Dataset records
────

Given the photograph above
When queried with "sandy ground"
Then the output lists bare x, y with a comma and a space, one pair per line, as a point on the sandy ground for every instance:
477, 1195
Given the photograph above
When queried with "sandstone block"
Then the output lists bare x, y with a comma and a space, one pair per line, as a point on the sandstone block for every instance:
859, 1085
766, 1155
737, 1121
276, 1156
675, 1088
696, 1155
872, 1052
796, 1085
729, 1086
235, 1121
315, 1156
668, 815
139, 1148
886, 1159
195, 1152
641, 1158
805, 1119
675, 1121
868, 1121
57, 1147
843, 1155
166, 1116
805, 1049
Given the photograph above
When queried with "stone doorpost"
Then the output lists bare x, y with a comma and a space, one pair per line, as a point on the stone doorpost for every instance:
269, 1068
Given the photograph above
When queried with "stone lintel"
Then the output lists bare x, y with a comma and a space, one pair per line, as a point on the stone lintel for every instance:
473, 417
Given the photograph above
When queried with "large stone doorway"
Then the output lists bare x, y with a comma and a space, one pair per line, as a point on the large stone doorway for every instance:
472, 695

────

**WORK INSTRUCTION**. Return, word for word, the lines from the one containing "the stone doorpost" through the end of the data above, both ends included, and nothing else.

**EXERCISE RESULT**.
Then the output lists bare x, y with a comma and a space, one pair per line, as a point on the stone doorpost for every instance:
269, 1068
Given the photograph above
When queried with "stone lintel"
Then the output lists bare x, y with a comma and a space, one pair per line, as a point on the stone lintel for every instance:
473, 417
Given the photograph above
When queried with "large stone doorway"
Then the output lists bare x, y with a comma and a space, one pair per line, as a point on the large stone doorway for every instance:
472, 695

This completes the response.